BEGIN Data provided
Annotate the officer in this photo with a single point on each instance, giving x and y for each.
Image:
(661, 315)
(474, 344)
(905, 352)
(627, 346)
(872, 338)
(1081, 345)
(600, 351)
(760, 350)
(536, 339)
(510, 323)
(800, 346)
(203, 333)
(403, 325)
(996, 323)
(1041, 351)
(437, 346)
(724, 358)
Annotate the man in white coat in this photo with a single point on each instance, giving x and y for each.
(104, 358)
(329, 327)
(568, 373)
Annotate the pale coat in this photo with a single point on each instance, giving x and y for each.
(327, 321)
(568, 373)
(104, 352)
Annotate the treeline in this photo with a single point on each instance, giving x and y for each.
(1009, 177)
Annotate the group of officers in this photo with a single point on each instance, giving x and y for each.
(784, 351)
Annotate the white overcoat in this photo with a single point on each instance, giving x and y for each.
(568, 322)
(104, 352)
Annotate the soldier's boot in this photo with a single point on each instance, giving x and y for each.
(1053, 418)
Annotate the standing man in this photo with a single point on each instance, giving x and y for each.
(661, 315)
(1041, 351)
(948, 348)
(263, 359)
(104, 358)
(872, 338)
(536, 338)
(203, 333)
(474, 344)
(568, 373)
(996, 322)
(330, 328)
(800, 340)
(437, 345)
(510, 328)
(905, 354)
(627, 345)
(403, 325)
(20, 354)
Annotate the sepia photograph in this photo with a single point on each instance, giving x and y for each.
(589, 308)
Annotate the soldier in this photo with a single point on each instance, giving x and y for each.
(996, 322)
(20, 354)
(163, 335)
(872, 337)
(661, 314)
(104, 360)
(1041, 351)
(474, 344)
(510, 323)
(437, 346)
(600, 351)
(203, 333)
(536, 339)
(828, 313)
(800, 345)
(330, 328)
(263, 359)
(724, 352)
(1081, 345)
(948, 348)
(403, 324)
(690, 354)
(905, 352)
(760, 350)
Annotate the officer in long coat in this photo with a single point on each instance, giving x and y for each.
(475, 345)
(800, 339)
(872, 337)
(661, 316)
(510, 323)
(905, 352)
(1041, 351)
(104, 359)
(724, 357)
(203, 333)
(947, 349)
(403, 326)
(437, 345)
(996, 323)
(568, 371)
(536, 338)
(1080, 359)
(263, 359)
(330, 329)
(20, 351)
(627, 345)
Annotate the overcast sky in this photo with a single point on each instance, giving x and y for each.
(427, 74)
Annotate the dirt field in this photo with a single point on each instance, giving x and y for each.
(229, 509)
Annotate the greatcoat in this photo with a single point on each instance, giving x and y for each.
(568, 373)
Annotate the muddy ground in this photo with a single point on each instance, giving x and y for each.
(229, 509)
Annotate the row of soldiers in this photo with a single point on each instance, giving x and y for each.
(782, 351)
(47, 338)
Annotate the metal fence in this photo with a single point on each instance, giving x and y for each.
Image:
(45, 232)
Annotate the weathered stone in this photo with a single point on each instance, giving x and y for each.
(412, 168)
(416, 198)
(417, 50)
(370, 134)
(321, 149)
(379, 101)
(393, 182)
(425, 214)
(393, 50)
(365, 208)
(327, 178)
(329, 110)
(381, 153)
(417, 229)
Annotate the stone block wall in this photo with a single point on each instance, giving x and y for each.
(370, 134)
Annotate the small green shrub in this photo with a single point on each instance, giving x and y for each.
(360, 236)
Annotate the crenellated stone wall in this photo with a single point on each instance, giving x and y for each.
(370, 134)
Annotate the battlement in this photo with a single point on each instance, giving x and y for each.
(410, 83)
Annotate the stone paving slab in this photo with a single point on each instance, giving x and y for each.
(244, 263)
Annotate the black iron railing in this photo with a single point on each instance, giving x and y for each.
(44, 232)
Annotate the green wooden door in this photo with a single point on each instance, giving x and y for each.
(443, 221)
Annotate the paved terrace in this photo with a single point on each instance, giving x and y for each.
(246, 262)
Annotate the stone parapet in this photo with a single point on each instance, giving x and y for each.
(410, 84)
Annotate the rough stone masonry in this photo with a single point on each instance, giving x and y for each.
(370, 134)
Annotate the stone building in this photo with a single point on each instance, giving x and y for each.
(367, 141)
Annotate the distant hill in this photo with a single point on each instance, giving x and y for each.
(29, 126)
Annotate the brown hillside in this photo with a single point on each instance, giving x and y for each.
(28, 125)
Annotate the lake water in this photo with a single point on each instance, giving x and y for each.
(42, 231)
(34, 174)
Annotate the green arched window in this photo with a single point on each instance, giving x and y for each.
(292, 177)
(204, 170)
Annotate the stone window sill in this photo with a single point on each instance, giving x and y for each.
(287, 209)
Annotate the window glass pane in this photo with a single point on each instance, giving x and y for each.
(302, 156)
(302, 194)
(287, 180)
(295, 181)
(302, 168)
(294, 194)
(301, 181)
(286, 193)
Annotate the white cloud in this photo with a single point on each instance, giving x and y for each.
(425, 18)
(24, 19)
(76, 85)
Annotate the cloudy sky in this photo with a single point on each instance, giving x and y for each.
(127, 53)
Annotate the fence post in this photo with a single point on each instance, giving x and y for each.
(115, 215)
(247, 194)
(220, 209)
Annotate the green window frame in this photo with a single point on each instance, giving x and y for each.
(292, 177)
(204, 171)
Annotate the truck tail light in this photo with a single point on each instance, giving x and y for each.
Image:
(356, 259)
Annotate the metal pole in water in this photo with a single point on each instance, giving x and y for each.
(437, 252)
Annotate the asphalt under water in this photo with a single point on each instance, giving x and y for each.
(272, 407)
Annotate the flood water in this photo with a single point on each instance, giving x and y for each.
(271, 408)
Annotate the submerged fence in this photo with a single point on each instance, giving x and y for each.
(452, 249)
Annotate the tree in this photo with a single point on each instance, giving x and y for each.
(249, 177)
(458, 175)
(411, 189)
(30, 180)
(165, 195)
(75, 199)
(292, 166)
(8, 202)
END Data provided
§ What is expected: Copy all the records exactly so that no character differs from the source.

§ Answer:
Annotate the officer in this photo with a single point on each instance, giving x and y for each.
Image:
(661, 315)
(474, 344)
(905, 352)
(627, 346)
(872, 338)
(1081, 345)
(600, 351)
(760, 350)
(536, 339)
(510, 323)
(800, 346)
(203, 333)
(403, 325)
(996, 323)
(1041, 351)
(437, 346)
(724, 358)
Annotate the man in white coat in this photo with a single point on each instance, giving x and y for each.
(104, 358)
(329, 327)
(568, 373)
Annotate the pale coat in this photo with a single point on each instance, giving x and y for each.
(327, 321)
(568, 373)
(104, 352)
Annotate the treeline in this photo with a single point on each instance, giving x and y for each.
(1009, 177)
Annotate the group of officers in this photo with a single point on each instance, giving x and y for each.
(784, 351)
Annotate the white overcoat in this photo with a single point on each instance, giving x and y for each.
(568, 322)
(104, 352)
Annotate the soldier's boot in this photo with a single point on each instance, giving x and y for each.
(1053, 418)
Annotate the standing man in this photo with a single point on each instance, giving x and y for each.
(661, 315)
(1041, 351)
(948, 348)
(263, 359)
(104, 358)
(872, 338)
(536, 338)
(203, 333)
(474, 344)
(568, 373)
(996, 322)
(330, 328)
(800, 340)
(437, 345)
(510, 328)
(905, 354)
(627, 345)
(403, 325)
(20, 354)
Annotate the sepia photograph in this photo with a single point on each instance, giving x and y for each.
(589, 308)
Annotate the soldier in this photo with a single point on each instance, giving x and y for each.
(996, 322)
(20, 354)
(163, 335)
(872, 337)
(661, 314)
(104, 360)
(1041, 351)
(474, 344)
(510, 323)
(437, 346)
(600, 351)
(203, 333)
(536, 339)
(828, 313)
(800, 345)
(330, 328)
(263, 359)
(724, 352)
(1081, 345)
(948, 348)
(403, 324)
(690, 354)
(905, 352)
(760, 350)
Annotate the officer in long coat in this photo with a single point on each instance, giving x and y for each.
(475, 345)
(800, 339)
(872, 337)
(661, 316)
(510, 323)
(905, 352)
(1041, 351)
(104, 359)
(724, 357)
(203, 333)
(947, 349)
(403, 326)
(437, 345)
(996, 323)
(568, 371)
(536, 338)
(1080, 359)
(263, 359)
(330, 329)
(20, 351)
(627, 345)
Annotate the overcast sky in this photo with a single point on each instance, giving x and y for each.
(427, 74)
Annotate the dirt field in this photo with a single point on each instance, giving x and y for each.
(229, 509)
Annotate the greatcoat in this photo with a single point on each instance, giving x and y for each.
(568, 373)
Annotate the muddy ground in this photo with a single point on each instance, giving x and y for each.
(229, 509)
Annotate the row of soldiers in this photo with a single point on each instance, giving x and y for each.
(782, 351)
(47, 338)
Annotate the metal fence in this photo with a single point on each instance, giving x and y for each.
Image:
(45, 232)
Annotate the weathered stone in this photo with a single point on each instance, giving x and y for each.
(412, 168)
(416, 198)
(417, 50)
(370, 134)
(321, 149)
(379, 101)
(393, 182)
(425, 214)
(393, 50)
(365, 208)
(327, 178)
(329, 110)
(381, 153)
(417, 229)
Annotate the stone block wall in this photo with a single point on each instance, giving x and y for each.
(370, 134)
Annotate the small green shrub in this photo with a single point on each instance, giving x and y for each.
(360, 236)
Annotate the crenellated stone wall in this photo with a single point on each instance, giving x and y for each.
(370, 134)
Annotate the battlement in this photo with a single point on each instance, giving x and y for each.
(410, 83)
Annotate the stone paving slab in this photo with a single point on each instance, giving x and y for each.
(244, 263)
Annotate the black iron railing in this photo with a single point on each instance, giving x and y for each.
(44, 232)
Annotate the green wooden door in this photo with a single point on each instance, giving x and y for each.
(443, 221)
Annotate the paved terrace in this photo with a single point on each instance, giving x and y for each.
(246, 262)
Annotate the stone parapet in this photo with a single point on each instance, giving x and y for each.
(410, 84)
Annotate the rough stone masonry in this photo with a single point on each instance, giving x and y for each.
(370, 134)
Annotate the stone building in this photo with a single point on each instance, giving x and y for each.
(367, 141)
Annotate the distant hill in this photo with a single point on each instance, giving x and y for each.
(29, 126)
Annotate the brown hillside in this photo with a single point on each instance, giving x and y for each.
(28, 125)
Annotate the lake water in this photo with a single point on each instance, giving x and y for each.
(42, 231)
(34, 174)
Annotate the green arched window in this photo with a single point on each instance, giving x and y for each.
(292, 177)
(204, 170)
Annotate the stone window sill in this photo with a single point on each instance, giving x and y for each.
(287, 209)
Annotate the window glass pane in this photo with a single point on each instance, giving x and y for each.
(302, 156)
(302, 194)
(287, 180)
(295, 181)
(302, 168)
(294, 194)
(301, 181)
(286, 193)
Annotate the white cloud in this photo with a single point on each instance, giving x and y for each.
(425, 18)
(24, 19)
(76, 85)
Annotate the cloudy sky in this photo with a single point on each instance, giving x and y for each.
(127, 53)
Annotate the fence post in this photo with a single point on each instance, giving x and y for each.
(115, 215)
(247, 194)
(220, 209)
Annotate the green window frame in this photo with a single point on each instance, giving x and y for each.
(292, 177)
(204, 171)
Annotate the truck tail light in this photo with a single point on each instance, giving x and y for each.
Image:
(356, 259)
Annotate the metal pole in water in this photo with a single point on each instance, giving x and y for each.
(437, 252)
Annotate the asphalt under water in this photo with a single point on each instance, giving x and y for each.
(272, 407)
Annotate the flood water in this photo with a single point on each instance, giving x and y for each.
(271, 408)
Annotate the submerged fence in this photo with a single point on each instance, giving x and y for each.
(452, 249)
Annotate the tree in this photo with a single point on each instance, giving x and y for each.
(249, 177)
(458, 175)
(411, 189)
(30, 180)
(165, 195)
(75, 199)
(292, 166)
(8, 202)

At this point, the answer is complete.